#### Exercise objective:
Turn the paragraph that begins "I cannot see." in the text provided into a short bulleted list that keeps its main facts.

#### Text provided:
After the first pass, Adrian edited Part 1 by hand, showing me exactly how his voice differed from mine — fewer parallel triplets, more rhetorical questions to the reader, looser connective tissue, less list-like precision. I applied those patterns to the remaining parts. That loop — he writes a correction, I propagate the pattern — is what produced the voice you read.

On the Diagrams

Adrian asked me to come up with ideas for conceptual visuals, and I found it worth being honest about what I could and couldn't do.

I cannot see. I have no visual imagination in any meaningful sense. When I suggested "a field of data points where the expert highlights two and the AI highlights all of them," I was not picturing that image. I was reasoning about the structure of the argument — noticing that the Bateson point depends on a contrast between selection and comprehensiveness, and that this contrast has a spatial shape: less vs more, focused vs dispersed. The visual idea came from the argument's logic, not from any capacity to imagine what it would look like on screen.

#### Data section:
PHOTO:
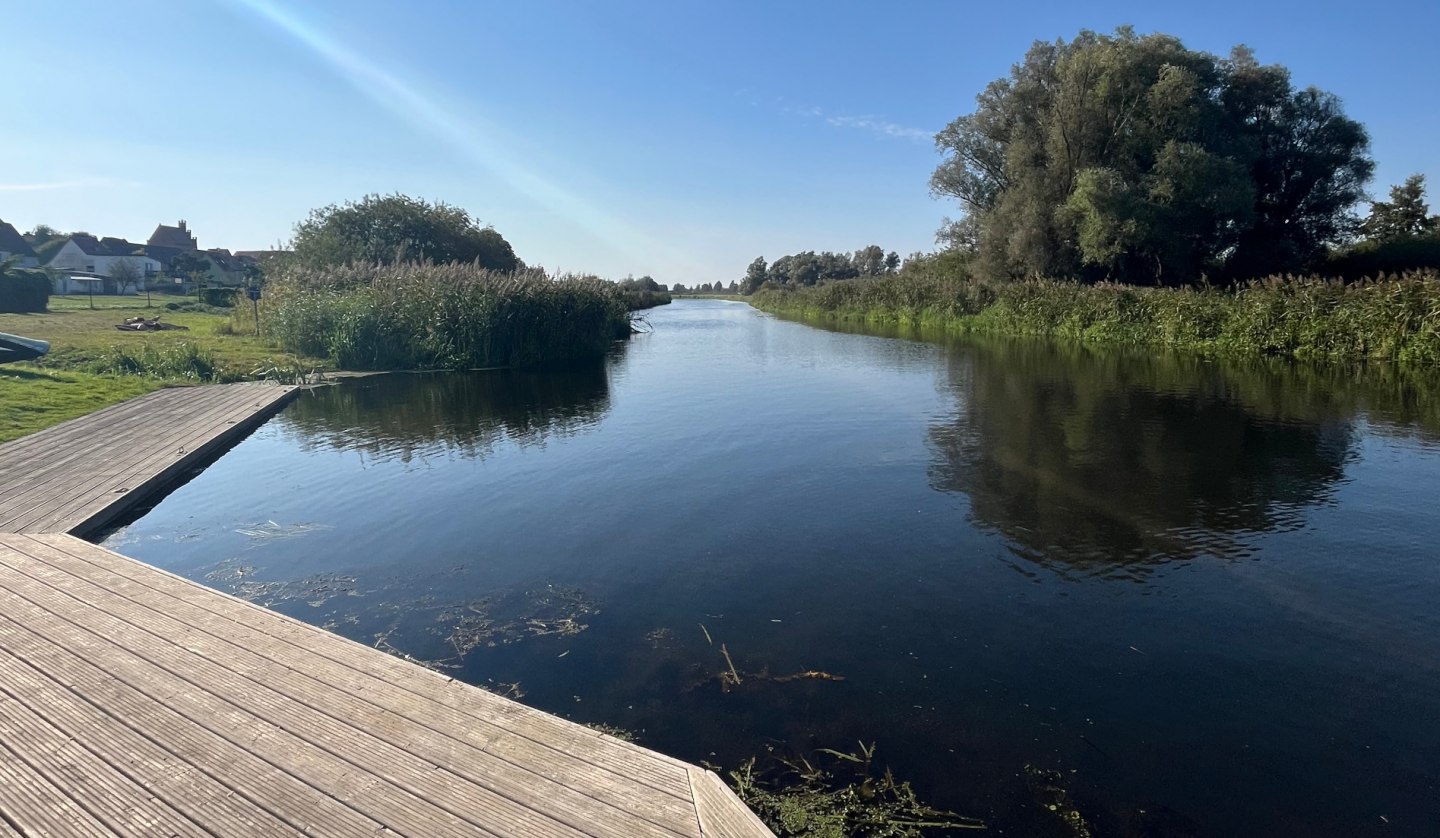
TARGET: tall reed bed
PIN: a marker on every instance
(1391, 318)
(424, 316)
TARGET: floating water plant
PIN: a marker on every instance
(834, 794)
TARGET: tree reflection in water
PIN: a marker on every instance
(1112, 464)
(415, 415)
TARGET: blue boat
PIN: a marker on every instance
(20, 349)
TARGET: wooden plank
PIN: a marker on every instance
(126, 722)
(98, 435)
(77, 773)
(720, 812)
(464, 748)
(71, 429)
(438, 691)
(85, 477)
(59, 448)
(199, 447)
(618, 807)
(425, 794)
(36, 805)
(241, 635)
(90, 472)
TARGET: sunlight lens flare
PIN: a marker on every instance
(475, 141)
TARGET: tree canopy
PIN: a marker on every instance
(396, 228)
(811, 268)
(1404, 215)
(1135, 159)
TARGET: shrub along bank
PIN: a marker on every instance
(1393, 318)
(425, 316)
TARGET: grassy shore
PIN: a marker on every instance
(92, 366)
(1306, 318)
(421, 316)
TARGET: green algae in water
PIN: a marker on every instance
(833, 794)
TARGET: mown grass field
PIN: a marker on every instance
(92, 366)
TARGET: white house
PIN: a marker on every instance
(87, 255)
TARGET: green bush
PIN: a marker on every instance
(23, 291)
(219, 297)
(1394, 318)
(182, 360)
(1394, 257)
(424, 316)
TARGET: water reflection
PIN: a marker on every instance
(403, 416)
(1110, 464)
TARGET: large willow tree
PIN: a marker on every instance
(1135, 159)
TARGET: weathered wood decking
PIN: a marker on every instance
(138, 703)
(79, 475)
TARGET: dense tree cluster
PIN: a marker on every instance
(1404, 216)
(1398, 235)
(1135, 159)
(395, 228)
(811, 268)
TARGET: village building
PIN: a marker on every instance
(87, 264)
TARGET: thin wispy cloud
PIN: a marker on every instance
(75, 183)
(876, 125)
(883, 127)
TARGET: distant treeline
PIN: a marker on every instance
(1136, 160)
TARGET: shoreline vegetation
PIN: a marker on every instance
(428, 316)
(1391, 318)
(388, 282)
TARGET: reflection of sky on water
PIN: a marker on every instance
(942, 526)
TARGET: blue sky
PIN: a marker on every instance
(676, 138)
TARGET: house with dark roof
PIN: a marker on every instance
(90, 258)
(12, 244)
(177, 236)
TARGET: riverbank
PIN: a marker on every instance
(1305, 318)
(92, 365)
(422, 316)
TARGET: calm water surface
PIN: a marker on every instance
(1207, 595)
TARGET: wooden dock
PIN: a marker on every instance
(137, 703)
(81, 475)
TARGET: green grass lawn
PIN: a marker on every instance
(79, 375)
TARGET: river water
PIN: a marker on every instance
(1184, 598)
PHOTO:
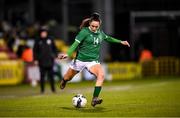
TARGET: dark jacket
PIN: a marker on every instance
(45, 52)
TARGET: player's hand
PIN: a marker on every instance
(62, 56)
(125, 43)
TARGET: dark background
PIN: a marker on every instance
(151, 24)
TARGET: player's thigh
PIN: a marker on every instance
(70, 73)
(97, 70)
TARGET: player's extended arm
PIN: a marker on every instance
(114, 40)
(72, 48)
(70, 51)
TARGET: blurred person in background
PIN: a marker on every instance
(44, 52)
(88, 43)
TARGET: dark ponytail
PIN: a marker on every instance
(94, 17)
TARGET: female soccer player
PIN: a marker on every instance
(88, 42)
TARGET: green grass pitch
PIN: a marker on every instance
(141, 97)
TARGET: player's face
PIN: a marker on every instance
(94, 26)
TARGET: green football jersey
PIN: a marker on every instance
(90, 43)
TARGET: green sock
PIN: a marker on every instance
(97, 90)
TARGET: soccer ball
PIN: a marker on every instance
(79, 101)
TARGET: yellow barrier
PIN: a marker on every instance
(11, 72)
(124, 70)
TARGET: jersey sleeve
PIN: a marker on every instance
(81, 35)
(110, 39)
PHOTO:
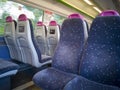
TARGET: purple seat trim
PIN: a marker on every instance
(75, 15)
(9, 19)
(53, 23)
(109, 13)
(39, 23)
(22, 17)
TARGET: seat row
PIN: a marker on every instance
(85, 63)
(31, 46)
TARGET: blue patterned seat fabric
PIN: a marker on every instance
(101, 61)
(66, 58)
(80, 83)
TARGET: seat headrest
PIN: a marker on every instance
(39, 23)
(109, 13)
(9, 19)
(53, 23)
(22, 17)
(75, 15)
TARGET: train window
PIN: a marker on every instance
(21, 29)
(15, 9)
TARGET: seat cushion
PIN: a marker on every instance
(45, 58)
(52, 79)
(80, 83)
(7, 68)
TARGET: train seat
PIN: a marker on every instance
(9, 36)
(27, 45)
(66, 58)
(7, 69)
(53, 36)
(40, 36)
(101, 62)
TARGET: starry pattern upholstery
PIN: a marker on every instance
(52, 79)
(68, 51)
(80, 83)
(66, 57)
(101, 62)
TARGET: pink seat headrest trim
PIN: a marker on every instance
(22, 17)
(75, 15)
(53, 23)
(9, 19)
(39, 23)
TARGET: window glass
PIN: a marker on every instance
(59, 19)
(15, 9)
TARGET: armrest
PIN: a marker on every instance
(7, 68)
(80, 83)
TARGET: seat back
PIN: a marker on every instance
(101, 62)
(53, 36)
(40, 36)
(9, 35)
(73, 35)
(26, 42)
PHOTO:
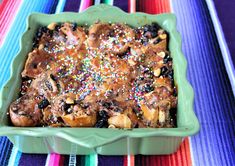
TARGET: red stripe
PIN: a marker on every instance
(8, 10)
(182, 156)
(125, 162)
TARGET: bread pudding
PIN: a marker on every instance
(107, 75)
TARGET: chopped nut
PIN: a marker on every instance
(41, 46)
(161, 54)
(69, 101)
(121, 121)
(52, 26)
(157, 72)
(111, 126)
(163, 36)
(162, 116)
(131, 62)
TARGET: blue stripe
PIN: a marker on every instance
(60, 6)
(11, 45)
(8, 51)
(214, 100)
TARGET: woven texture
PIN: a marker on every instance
(214, 100)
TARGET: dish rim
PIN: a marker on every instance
(114, 134)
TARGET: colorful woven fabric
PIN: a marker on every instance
(214, 99)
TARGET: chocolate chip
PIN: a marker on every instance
(163, 70)
(148, 88)
(53, 77)
(167, 59)
(101, 124)
(48, 85)
(43, 104)
(57, 27)
(107, 105)
(74, 26)
(157, 41)
(103, 115)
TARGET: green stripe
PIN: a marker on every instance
(109, 2)
(91, 160)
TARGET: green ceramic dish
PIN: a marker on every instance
(93, 140)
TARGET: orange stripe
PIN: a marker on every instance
(132, 160)
(182, 157)
(154, 6)
(125, 162)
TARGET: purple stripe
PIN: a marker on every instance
(33, 159)
(227, 22)
(72, 5)
(110, 160)
(214, 100)
(6, 148)
(121, 4)
(66, 160)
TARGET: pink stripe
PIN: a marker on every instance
(131, 6)
(54, 159)
(7, 16)
(85, 4)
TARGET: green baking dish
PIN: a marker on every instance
(95, 140)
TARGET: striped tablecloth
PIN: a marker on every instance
(210, 71)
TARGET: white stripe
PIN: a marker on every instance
(222, 43)
(128, 152)
(60, 6)
(48, 159)
(96, 159)
(13, 156)
(97, 2)
(191, 152)
(72, 160)
(72, 156)
(111, 2)
(171, 7)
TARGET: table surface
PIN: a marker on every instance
(214, 98)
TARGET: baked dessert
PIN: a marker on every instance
(106, 76)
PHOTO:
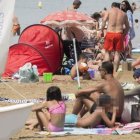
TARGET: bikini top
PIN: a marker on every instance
(58, 109)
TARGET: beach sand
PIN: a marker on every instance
(38, 90)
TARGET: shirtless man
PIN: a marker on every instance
(118, 27)
(109, 86)
(76, 4)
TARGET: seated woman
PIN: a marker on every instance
(82, 67)
(100, 115)
(50, 113)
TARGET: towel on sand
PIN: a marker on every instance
(127, 129)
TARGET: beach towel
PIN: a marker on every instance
(66, 97)
(127, 129)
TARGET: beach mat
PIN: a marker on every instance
(127, 129)
(65, 97)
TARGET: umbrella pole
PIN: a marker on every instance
(76, 63)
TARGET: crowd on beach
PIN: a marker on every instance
(102, 104)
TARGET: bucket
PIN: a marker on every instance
(91, 73)
(47, 77)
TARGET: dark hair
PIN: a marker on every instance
(77, 2)
(108, 66)
(115, 4)
(82, 56)
(136, 20)
(128, 6)
(104, 99)
(96, 15)
(54, 93)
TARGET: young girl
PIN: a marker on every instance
(98, 115)
(50, 113)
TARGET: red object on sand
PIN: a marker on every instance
(67, 17)
(38, 44)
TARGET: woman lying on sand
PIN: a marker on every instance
(51, 113)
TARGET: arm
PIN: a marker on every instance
(109, 123)
(130, 18)
(39, 106)
(88, 91)
(104, 20)
(91, 120)
(136, 63)
(126, 25)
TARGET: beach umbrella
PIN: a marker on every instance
(68, 18)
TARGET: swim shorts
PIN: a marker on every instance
(71, 119)
(114, 42)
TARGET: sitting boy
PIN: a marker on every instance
(82, 67)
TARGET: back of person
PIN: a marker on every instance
(116, 20)
(114, 89)
(57, 112)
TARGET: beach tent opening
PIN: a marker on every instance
(39, 45)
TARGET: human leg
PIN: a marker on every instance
(107, 55)
(42, 119)
(116, 60)
(78, 105)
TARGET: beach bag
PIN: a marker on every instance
(135, 113)
(28, 73)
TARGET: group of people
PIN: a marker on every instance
(103, 103)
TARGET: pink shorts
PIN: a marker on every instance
(54, 128)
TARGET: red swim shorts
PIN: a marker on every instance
(114, 42)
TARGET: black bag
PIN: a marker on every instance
(135, 113)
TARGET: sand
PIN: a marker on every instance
(10, 88)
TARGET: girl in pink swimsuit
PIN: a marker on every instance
(51, 113)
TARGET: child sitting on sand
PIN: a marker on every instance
(99, 115)
(82, 67)
(50, 113)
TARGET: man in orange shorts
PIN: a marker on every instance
(114, 38)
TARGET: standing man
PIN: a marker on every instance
(76, 4)
(118, 27)
(109, 85)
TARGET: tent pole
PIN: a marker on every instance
(76, 63)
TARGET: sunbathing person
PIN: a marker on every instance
(100, 115)
(50, 113)
(109, 85)
(82, 67)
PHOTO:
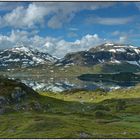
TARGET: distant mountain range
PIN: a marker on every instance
(21, 56)
(105, 53)
(108, 53)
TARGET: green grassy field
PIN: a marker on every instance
(73, 114)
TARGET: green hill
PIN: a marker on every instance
(74, 114)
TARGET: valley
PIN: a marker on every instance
(70, 98)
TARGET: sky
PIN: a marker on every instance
(63, 27)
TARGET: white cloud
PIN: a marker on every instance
(60, 47)
(59, 12)
(109, 21)
(55, 46)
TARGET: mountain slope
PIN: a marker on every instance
(21, 56)
(105, 53)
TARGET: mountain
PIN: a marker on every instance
(21, 56)
(107, 53)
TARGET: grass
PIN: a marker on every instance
(114, 114)
(96, 96)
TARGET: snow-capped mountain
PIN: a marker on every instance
(21, 56)
(108, 52)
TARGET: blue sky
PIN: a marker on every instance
(68, 26)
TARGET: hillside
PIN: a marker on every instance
(74, 115)
(105, 53)
(21, 56)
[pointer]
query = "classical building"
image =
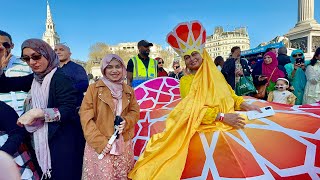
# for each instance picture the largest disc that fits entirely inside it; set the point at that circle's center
(50, 35)
(221, 42)
(306, 33)
(132, 47)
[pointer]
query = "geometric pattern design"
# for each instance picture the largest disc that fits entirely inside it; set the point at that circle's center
(284, 146)
(23, 160)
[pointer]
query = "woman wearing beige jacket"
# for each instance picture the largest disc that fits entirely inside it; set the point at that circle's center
(105, 101)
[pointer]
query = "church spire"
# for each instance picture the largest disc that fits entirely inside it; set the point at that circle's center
(50, 35)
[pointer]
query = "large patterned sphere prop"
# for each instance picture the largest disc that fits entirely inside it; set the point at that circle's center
(284, 146)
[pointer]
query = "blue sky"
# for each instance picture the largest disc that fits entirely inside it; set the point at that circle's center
(82, 23)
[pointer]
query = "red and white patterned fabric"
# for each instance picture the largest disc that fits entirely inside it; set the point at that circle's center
(284, 146)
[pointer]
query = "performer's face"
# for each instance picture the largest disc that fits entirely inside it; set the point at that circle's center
(193, 61)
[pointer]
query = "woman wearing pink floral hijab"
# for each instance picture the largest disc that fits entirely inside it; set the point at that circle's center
(108, 107)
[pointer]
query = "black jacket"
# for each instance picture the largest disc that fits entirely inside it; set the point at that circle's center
(229, 68)
(8, 124)
(66, 141)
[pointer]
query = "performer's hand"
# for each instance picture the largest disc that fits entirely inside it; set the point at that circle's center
(122, 126)
(234, 120)
(250, 107)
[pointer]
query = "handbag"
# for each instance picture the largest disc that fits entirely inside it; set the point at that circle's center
(245, 86)
(261, 89)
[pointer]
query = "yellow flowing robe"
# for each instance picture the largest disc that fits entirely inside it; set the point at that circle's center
(207, 94)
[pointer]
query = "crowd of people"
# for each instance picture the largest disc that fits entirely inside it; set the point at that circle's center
(76, 128)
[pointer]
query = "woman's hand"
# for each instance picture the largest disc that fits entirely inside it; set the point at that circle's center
(250, 107)
(262, 78)
(122, 126)
(30, 117)
(234, 120)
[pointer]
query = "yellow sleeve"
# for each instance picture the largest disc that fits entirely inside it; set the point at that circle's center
(270, 97)
(185, 85)
(238, 100)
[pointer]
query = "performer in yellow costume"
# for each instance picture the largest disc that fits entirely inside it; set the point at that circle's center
(208, 104)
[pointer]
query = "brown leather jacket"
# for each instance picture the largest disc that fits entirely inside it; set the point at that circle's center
(97, 114)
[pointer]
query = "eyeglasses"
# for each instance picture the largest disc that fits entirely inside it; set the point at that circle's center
(34, 57)
(296, 55)
(6, 45)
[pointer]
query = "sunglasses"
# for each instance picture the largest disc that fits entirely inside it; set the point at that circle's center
(34, 57)
(6, 45)
(296, 55)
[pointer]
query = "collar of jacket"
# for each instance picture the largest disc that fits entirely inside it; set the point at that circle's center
(105, 95)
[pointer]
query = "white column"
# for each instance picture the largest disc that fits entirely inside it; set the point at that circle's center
(305, 10)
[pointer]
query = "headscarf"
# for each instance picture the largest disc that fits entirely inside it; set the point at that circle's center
(116, 88)
(40, 95)
(46, 51)
(267, 69)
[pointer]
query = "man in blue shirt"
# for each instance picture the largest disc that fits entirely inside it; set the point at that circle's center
(73, 70)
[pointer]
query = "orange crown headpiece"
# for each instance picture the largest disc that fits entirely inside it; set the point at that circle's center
(187, 37)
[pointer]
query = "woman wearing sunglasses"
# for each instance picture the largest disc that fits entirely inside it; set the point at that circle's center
(296, 74)
(161, 70)
(49, 112)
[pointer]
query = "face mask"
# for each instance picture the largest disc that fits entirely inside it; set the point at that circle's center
(281, 88)
(144, 53)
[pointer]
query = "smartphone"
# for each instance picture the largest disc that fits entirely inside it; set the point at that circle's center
(299, 60)
(266, 112)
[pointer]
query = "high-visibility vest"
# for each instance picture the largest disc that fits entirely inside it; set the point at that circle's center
(141, 73)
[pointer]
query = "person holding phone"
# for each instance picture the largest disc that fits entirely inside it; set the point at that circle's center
(267, 72)
(161, 70)
(296, 74)
(177, 70)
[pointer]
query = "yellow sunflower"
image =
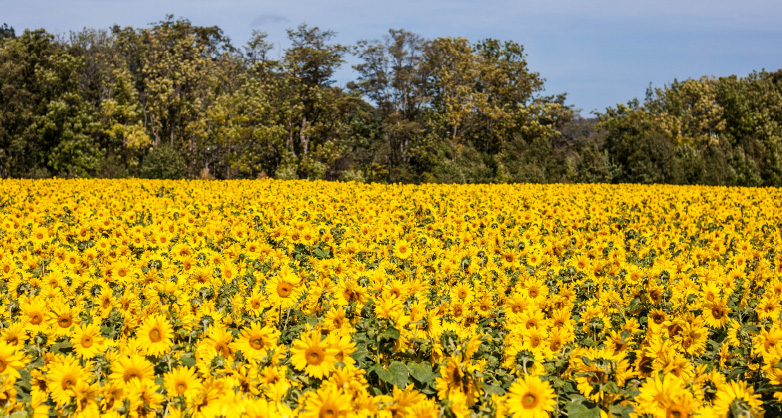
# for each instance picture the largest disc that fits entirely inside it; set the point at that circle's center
(11, 360)
(530, 397)
(131, 367)
(155, 335)
(313, 355)
(182, 381)
(87, 341)
(328, 401)
(254, 342)
(63, 376)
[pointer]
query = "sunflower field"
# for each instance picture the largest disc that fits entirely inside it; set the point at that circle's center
(317, 299)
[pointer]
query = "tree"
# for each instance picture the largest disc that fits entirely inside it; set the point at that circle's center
(311, 62)
(393, 77)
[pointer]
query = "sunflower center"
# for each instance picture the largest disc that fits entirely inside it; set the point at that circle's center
(314, 357)
(717, 312)
(676, 411)
(256, 343)
(529, 401)
(284, 289)
(155, 335)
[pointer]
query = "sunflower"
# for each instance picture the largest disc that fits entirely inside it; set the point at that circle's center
(402, 249)
(716, 313)
(220, 340)
(182, 381)
(313, 355)
(345, 347)
(454, 379)
(530, 397)
(87, 341)
(282, 289)
(155, 335)
(63, 376)
(14, 334)
(11, 360)
(256, 303)
(34, 314)
(144, 397)
(131, 367)
(328, 401)
(737, 395)
(254, 342)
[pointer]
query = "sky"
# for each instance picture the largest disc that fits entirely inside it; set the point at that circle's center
(599, 52)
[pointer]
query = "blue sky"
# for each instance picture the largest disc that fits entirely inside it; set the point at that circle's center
(600, 52)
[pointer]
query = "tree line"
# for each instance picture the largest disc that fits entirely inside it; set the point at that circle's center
(177, 100)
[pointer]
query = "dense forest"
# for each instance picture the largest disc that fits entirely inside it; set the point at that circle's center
(176, 100)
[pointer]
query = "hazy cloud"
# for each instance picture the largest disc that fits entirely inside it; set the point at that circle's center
(268, 18)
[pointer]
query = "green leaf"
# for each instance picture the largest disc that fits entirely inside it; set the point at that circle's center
(396, 374)
(390, 333)
(421, 372)
(187, 360)
(622, 410)
(577, 410)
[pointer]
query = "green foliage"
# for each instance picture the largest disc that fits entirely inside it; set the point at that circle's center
(433, 110)
(163, 162)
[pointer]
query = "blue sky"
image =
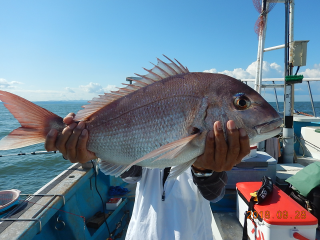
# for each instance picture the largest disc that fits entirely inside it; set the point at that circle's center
(75, 50)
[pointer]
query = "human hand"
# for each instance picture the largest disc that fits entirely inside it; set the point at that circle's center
(72, 142)
(220, 155)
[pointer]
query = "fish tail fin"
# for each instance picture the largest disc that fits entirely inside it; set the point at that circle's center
(35, 122)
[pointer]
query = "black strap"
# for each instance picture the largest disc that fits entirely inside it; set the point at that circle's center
(247, 215)
(261, 194)
(165, 175)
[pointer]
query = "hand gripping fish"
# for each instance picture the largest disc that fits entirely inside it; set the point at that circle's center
(159, 121)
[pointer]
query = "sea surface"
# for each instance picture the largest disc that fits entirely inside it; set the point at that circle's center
(30, 172)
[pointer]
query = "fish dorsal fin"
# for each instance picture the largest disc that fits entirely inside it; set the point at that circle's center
(160, 71)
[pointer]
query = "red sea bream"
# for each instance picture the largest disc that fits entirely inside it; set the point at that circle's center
(159, 121)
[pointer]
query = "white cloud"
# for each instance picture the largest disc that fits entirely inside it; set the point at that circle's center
(6, 84)
(269, 70)
(69, 90)
(212, 70)
(110, 88)
(312, 73)
(92, 88)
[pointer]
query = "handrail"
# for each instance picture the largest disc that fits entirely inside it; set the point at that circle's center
(277, 79)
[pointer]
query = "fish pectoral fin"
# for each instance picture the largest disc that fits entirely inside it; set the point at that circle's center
(111, 168)
(177, 170)
(168, 151)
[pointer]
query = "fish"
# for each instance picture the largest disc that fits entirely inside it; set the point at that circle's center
(161, 120)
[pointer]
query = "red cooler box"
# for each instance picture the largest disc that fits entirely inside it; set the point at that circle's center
(278, 217)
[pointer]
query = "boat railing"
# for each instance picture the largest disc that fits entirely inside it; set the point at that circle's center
(274, 86)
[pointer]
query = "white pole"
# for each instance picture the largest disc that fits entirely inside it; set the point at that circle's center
(288, 131)
(262, 38)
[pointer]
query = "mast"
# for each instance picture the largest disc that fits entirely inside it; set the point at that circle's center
(262, 38)
(288, 133)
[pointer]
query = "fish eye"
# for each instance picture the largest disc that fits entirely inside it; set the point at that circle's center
(241, 101)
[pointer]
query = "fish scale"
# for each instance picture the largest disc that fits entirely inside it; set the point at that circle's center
(160, 121)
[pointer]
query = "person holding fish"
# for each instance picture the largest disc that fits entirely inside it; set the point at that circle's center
(168, 209)
(174, 132)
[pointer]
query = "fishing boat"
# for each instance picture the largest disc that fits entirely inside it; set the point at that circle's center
(73, 204)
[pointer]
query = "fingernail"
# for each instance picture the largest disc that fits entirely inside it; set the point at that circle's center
(51, 132)
(231, 125)
(211, 134)
(81, 125)
(242, 132)
(84, 132)
(72, 126)
(219, 126)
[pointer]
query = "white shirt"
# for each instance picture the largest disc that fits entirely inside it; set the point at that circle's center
(184, 214)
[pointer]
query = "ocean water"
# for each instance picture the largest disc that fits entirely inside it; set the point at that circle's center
(30, 172)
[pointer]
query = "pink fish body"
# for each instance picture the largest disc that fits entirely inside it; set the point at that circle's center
(159, 121)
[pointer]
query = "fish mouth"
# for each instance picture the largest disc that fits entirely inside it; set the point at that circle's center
(269, 126)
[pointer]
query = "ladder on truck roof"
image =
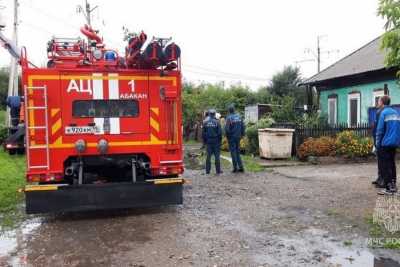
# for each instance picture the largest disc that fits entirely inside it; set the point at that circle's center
(28, 90)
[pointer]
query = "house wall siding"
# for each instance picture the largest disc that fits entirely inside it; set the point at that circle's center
(366, 91)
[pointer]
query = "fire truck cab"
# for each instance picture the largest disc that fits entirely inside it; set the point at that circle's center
(103, 131)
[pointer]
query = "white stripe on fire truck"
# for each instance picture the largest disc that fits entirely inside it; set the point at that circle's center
(113, 93)
(98, 94)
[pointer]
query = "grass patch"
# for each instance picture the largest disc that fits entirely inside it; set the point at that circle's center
(380, 237)
(249, 162)
(12, 178)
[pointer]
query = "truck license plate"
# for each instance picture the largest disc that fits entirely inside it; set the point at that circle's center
(80, 130)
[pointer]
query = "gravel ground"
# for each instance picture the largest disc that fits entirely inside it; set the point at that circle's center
(288, 216)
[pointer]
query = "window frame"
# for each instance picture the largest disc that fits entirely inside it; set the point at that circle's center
(375, 94)
(352, 96)
(334, 100)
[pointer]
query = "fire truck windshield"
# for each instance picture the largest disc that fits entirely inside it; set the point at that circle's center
(105, 108)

#### Solution below:
- The writer cannot see and has no real visual imagination.
- The writer suggested "a field of data points where the expert highlights two and the AI highlights all of them" without picturing that image.
- The idea came from reasoning about the argument's structure. The Bateson point depends on a contrast between selection and comprehensiveness.
- That contrast has a spatial shape: less vs. more, focused vs. dispersed.
- The visual idea grew from the argument's logic, not from imagining how it would look on screen.